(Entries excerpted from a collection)
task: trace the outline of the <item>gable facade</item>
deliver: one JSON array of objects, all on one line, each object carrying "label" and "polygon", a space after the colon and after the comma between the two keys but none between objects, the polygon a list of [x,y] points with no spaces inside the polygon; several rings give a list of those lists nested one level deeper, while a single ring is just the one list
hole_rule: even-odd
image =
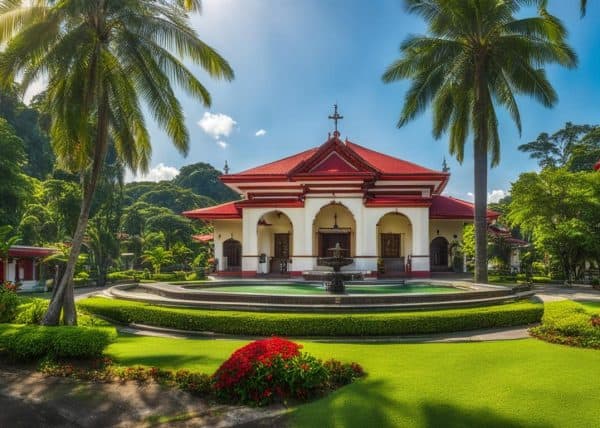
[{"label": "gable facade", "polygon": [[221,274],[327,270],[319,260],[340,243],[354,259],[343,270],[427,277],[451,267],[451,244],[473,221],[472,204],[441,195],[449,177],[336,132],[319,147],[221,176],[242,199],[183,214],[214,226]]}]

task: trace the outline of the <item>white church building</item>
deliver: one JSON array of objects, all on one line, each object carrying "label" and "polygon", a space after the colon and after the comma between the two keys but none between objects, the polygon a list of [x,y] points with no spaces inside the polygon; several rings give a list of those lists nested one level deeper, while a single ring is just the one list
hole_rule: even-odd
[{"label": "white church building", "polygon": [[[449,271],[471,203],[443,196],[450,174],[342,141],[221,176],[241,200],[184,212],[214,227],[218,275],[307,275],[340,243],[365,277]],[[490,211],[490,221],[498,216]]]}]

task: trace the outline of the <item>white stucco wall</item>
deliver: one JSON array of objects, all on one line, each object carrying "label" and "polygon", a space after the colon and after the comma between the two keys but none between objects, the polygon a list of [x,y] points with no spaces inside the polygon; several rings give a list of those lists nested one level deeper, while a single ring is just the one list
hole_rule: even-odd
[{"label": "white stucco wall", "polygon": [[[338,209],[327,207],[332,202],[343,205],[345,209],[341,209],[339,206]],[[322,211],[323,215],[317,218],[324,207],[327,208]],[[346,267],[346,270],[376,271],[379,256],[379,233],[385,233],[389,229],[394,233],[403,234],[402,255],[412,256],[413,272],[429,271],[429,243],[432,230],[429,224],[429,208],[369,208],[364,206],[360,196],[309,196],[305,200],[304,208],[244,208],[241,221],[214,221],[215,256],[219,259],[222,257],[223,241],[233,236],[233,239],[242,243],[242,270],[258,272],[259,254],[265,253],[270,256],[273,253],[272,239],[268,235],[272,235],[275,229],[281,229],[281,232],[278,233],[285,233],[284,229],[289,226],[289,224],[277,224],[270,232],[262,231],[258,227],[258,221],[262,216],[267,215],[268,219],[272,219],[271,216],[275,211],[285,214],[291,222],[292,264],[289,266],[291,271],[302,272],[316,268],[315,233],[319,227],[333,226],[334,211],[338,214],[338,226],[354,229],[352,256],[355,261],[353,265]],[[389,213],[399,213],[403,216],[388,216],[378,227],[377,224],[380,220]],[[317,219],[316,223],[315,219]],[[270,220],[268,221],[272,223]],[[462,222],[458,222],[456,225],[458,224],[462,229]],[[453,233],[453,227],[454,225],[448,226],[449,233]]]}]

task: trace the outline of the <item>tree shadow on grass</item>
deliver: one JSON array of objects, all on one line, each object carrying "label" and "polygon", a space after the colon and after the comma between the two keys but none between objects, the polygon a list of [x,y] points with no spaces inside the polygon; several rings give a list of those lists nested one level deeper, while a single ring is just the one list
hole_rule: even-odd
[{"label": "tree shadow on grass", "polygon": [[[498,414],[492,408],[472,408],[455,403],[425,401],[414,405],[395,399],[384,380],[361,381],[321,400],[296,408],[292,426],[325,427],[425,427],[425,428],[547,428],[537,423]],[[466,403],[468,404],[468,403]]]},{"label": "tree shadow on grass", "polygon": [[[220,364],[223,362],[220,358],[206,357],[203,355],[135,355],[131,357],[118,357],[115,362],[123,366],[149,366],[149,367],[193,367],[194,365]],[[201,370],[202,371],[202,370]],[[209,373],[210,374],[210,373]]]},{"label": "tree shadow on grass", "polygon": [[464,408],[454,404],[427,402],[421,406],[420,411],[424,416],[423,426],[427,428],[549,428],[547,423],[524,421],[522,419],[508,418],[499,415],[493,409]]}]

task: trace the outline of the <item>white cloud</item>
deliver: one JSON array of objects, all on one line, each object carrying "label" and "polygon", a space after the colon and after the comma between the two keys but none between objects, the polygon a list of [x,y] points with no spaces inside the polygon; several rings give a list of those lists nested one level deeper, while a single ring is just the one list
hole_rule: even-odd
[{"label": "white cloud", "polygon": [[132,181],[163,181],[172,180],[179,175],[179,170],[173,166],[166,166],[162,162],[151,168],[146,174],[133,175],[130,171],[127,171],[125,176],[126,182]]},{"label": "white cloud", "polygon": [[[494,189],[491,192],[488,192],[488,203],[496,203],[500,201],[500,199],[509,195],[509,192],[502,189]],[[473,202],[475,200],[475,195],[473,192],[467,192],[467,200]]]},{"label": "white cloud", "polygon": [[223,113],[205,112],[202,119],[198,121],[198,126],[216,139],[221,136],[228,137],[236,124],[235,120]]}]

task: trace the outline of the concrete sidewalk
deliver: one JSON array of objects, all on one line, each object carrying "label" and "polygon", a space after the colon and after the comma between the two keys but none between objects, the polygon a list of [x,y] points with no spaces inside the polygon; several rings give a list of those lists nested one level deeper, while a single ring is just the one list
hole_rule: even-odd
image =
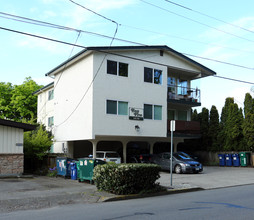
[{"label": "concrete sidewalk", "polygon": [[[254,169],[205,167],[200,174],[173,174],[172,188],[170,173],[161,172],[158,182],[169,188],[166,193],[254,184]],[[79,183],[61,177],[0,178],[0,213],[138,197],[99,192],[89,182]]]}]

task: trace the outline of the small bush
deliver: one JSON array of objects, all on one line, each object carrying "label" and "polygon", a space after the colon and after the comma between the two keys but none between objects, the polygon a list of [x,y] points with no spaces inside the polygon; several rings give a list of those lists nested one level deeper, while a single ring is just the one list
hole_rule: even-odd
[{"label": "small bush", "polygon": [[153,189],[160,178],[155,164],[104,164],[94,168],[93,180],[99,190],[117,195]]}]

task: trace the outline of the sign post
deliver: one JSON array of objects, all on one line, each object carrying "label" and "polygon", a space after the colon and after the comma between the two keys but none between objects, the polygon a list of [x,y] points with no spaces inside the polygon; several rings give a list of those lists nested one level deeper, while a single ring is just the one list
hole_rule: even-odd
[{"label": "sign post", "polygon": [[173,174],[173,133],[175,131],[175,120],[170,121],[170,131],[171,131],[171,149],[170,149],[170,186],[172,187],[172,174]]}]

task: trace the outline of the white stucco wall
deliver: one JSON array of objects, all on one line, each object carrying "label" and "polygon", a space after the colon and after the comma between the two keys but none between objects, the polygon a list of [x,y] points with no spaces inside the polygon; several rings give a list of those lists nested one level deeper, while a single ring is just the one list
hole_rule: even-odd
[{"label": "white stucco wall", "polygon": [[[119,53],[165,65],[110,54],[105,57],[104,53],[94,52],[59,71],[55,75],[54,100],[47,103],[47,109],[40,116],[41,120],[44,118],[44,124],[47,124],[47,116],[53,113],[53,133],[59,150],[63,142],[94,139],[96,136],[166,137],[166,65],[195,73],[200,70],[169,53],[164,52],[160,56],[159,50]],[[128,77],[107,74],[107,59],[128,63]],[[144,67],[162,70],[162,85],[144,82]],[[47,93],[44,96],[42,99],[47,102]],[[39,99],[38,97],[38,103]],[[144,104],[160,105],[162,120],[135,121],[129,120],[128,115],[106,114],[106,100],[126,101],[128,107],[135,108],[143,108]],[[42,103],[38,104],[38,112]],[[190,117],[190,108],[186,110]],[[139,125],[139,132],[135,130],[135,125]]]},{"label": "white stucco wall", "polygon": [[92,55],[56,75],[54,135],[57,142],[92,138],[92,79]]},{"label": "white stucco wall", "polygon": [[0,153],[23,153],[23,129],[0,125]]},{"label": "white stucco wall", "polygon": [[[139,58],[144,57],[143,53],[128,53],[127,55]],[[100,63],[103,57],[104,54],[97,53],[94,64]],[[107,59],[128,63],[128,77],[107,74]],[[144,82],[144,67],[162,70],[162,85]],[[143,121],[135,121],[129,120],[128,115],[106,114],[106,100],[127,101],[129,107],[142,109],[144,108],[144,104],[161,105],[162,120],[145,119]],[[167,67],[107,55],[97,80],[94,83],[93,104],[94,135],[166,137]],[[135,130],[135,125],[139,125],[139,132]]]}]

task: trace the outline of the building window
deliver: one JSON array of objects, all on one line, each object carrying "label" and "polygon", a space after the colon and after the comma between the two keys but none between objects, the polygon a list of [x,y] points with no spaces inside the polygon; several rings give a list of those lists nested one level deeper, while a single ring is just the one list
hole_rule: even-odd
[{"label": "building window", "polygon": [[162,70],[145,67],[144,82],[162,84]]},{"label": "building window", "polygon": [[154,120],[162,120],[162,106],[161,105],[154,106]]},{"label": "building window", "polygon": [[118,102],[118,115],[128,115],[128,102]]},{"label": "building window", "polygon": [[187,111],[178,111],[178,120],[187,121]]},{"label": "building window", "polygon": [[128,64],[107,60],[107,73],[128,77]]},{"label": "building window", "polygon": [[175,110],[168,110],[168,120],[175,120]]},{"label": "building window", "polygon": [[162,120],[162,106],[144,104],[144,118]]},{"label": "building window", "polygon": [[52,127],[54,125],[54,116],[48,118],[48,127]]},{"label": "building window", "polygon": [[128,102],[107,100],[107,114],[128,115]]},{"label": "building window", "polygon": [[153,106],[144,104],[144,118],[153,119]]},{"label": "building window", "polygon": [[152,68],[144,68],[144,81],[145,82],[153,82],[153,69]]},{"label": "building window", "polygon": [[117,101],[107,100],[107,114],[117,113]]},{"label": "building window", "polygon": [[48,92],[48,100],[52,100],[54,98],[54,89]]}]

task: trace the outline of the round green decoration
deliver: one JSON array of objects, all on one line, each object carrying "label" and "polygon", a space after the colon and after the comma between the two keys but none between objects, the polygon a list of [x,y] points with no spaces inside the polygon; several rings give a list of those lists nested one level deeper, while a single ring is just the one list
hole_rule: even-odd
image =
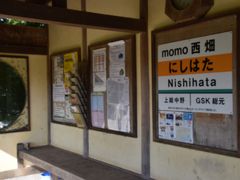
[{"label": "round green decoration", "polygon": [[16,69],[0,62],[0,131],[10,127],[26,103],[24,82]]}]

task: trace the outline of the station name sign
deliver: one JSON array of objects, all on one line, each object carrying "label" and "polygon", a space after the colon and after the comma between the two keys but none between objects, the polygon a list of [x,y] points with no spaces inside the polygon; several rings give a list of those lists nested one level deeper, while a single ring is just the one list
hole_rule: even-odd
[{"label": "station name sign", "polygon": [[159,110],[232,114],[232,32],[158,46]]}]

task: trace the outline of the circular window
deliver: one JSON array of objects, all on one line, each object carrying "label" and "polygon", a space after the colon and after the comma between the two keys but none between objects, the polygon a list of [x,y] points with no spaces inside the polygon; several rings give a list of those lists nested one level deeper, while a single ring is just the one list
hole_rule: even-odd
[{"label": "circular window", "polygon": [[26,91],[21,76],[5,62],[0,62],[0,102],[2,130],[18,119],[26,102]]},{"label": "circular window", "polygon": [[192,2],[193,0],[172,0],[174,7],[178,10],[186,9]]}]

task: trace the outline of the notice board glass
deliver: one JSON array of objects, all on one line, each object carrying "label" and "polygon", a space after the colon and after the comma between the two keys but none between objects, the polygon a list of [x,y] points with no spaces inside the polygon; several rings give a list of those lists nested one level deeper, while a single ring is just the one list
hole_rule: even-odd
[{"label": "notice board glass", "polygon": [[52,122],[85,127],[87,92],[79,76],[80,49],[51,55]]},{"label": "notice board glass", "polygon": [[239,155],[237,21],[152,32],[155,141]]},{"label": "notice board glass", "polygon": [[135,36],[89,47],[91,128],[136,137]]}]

_Work required_
Show every line of the entries above that contains the string "station", treating matches as case-sensitive.

_Result of the exercise_
task: trace the outline of the station name sign
[{"label": "station name sign", "polygon": [[159,110],[232,114],[232,32],[158,46]]}]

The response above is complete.